--- START OF DATASET ---

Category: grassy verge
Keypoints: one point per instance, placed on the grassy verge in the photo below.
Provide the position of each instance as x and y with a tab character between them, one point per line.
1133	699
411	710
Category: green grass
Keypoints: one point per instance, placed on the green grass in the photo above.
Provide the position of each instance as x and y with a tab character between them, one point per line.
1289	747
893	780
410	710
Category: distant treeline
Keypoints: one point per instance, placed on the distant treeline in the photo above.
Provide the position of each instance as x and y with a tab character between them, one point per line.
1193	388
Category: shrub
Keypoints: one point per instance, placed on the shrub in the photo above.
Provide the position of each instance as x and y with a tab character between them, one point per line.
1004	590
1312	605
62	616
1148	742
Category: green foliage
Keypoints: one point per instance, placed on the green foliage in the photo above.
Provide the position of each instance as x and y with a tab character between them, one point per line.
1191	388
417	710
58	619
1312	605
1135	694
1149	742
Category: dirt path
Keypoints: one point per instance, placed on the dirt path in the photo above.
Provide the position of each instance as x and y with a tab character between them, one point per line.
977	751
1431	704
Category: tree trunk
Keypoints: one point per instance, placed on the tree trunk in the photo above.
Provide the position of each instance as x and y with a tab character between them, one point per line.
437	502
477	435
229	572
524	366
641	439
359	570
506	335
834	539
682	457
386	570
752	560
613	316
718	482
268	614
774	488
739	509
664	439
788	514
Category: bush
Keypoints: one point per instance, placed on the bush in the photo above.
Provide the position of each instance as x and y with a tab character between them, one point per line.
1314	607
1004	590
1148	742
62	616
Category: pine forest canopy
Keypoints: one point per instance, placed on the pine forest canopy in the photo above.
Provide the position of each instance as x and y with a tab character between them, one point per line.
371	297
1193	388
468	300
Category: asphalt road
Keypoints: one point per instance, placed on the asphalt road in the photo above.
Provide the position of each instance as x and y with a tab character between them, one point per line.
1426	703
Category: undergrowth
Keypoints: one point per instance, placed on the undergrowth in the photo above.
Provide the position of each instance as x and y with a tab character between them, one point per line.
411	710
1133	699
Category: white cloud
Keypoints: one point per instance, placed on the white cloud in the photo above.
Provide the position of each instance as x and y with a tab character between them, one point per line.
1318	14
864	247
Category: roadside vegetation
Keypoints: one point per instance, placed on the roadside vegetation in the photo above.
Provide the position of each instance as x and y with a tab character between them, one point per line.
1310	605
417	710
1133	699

--- END OF DATASET ---

Repeat each record exactly, leaving nothing out.

Category: grassy verge
Keypoints: one point per instance, placed on the grassy verge in the photo below.
Provide the position of each instance as x and y with a tab character between them, one point per line.
1133	699
411	710
Category: green grass
Keypoints: one point per instance, placed on the green grass in the photo above.
Provide the position of each instance as x and y with a tab character between them, one point per line.
1289	747
893	780
410	710
Category: distant treeline
Keypoints: one point per instance, placed on the distant treeline in the photo above.
Provide the position of each instance as x and y with a tab character between them, one point per line.
1193	388
Category: shrub
Keypoints: one point per instance, placed on the shrub in the photo above.
Provide the position of each instance as x and y with a tab character between them, one point per line.
1004	590
1312	605
62	616
1148	742
Category: green foliage
Keypoints: one point per instance, placed on the green foliage in the photo above.
Provide the position of each instance as x and y with a tab character between them, one point per line.
1191	388
417	710
58	619
1312	605
1135	694
1149	742
Category: dirt path
Keypoints: one point per instance, placed on the dirt path in the photo above.
Provide the position of each instance as x and y with a tab character between them, one point per line.
977	751
1431	704
Category: tree trunk
Keypoints: one point per instance, placed on the tree trunk in the photo above.
Provide the position of each instance as x and y with a tab character between them, one point per line.
437	502
477	435
229	572
524	366
641	439
359	570
506	335
834	539
682	457
386	570
752	560
613	316
718	482
268	614
774	488
739	509
664	439
788	514
Category: bush
Keypoints: one point per instance, placed on the bush in the photo above.
Provide the position of each instance as x and y with a tab character between them, one point per line.
1314	607
1004	590
1148	742
62	616
Category: pine forest canopy
Keypoints: one point per instance, placed on the pine forest canopy in the photo above.
Provide the position of each instance as x and y with a tab character between them, one point per line.
371	297
1193	388
468	300
Category: asphalt road
Keypoints: one point per instance, placed on the asphalt road in the photo above.
Provide the position of each instance as x and y with a tab character between them, one point per line.
1426	703
Category: undergrowth
Keypoints: one point per instance, placed on the undergrowth in the photo above.
Provide the position of each instance as x and y with a tab character between them, one point per line.
411	710
1133	699
Category: white cloud
Keypoints: one point per instance, placed on the white cloud in the photo above.
Provide the position of each instance as x and y with a tab character between them, one point per line.
1318	14
864	247
Category: roadside vegetation
Keypoints: one point per instance, placed on the roadside vegetation in the photo above.
Provide the position of each instance as x and y with a tab character between them, one point per line.
1310	605
417	710
1133	699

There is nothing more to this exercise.